▶ [Objective] Render all of the following entries as a JSON list of strings, with one string per line and blank lines omitted. Leave the pictures out of the list.

#### Material

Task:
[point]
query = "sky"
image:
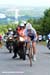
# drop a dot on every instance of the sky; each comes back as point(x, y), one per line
point(24, 3)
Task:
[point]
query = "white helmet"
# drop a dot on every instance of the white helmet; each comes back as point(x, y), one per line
point(10, 29)
point(22, 24)
point(29, 26)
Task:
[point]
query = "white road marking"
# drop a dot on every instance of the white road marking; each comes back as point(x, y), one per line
point(13, 72)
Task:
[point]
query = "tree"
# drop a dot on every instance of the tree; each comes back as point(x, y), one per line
point(46, 22)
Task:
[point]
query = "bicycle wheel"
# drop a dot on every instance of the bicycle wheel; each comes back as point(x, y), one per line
point(30, 56)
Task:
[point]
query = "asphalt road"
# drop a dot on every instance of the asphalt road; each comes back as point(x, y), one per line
point(8, 66)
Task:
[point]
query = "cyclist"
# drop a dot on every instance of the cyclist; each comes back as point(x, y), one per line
point(31, 34)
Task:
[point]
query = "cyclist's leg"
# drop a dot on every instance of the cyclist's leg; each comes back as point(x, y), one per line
point(34, 50)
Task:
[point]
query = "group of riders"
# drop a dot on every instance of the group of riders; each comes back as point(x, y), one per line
point(27, 34)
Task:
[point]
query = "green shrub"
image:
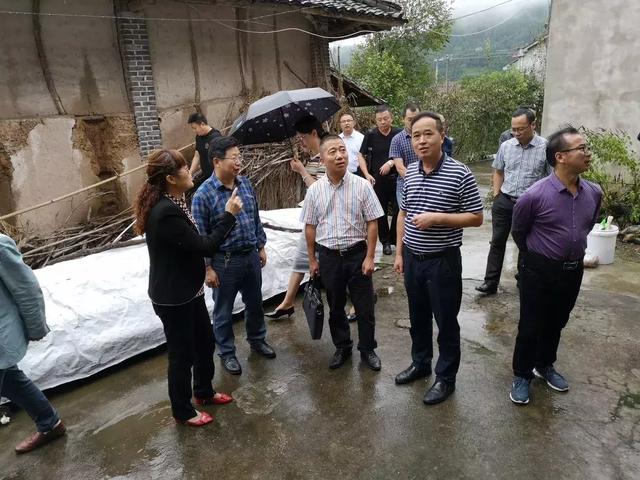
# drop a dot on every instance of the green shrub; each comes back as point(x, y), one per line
point(616, 168)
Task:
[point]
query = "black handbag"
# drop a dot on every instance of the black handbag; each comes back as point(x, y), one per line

########

▶ [Solution for this exercise]
[
  "Task:",
  "[point]",
  "query = \"sky\"",
  "image:",
  "# drop a dot on every instance of the sky; each comes back as point(x, y), one per line",
  "point(24, 3)",
  "Task:",
  "[point]",
  "query = \"white helmet\"",
  "# drop a dot on every instance of the white helmet; each comes back as point(x, y), one per line",
  "point(10, 29)",
  "point(22, 24)",
  "point(29, 26)",
  "Task:",
  "[point]",
  "query = \"white road marking\"",
  "# drop a dot on every instance of the white road marking; each comes back as point(x, y), one per line",
  "point(13, 72)",
  "Task:",
  "[point]",
  "query = \"tree\"",
  "# drop a dot on every instance of the tree; each comes back as point(x, y), one per line",
  "point(46, 22)",
  "Task:",
  "[point]",
  "query = \"bicycle wheel\"",
  "# drop a dot on every instance of the bicycle wheel; each comes back as point(x, y), one per line",
  "point(30, 56)",
  "Task:",
  "[point]",
  "query = \"asphalt road\"",
  "# drop a dot on every instance of the asphalt road; each comes back as point(x, y), one per line",
  "point(8, 66)",
  "Task:",
  "[point]",
  "query = \"cyclist\"",
  "# drop a dot on every instance of the cyclist; each comes back as point(x, y), one per line",
  "point(31, 34)",
  "Task:",
  "[point]",
  "query = \"cyclist's leg\"",
  "# drop a dot on every instance of the cyclist's leg; each comes back as point(x, y), one per line",
  "point(34, 50)",
  "Task:",
  "[point]",
  "query = \"group of riders\"",
  "# drop a dot on every instance of the group of riders; each comes back as point(x, y), one per line",
  "point(27, 34)",
  "Task:",
  "[point]",
  "query = \"green shrub\"",
  "image:",
  "# drop a dot on every instance of the green shrub; each comes back as point(x, y), one per line",
  "point(616, 168)",
  "Task:",
  "[point]",
  "query = \"black handbag\"",
  "# drop a dot on every instance of the black handbag; each comes back as point(x, y), one per line"
]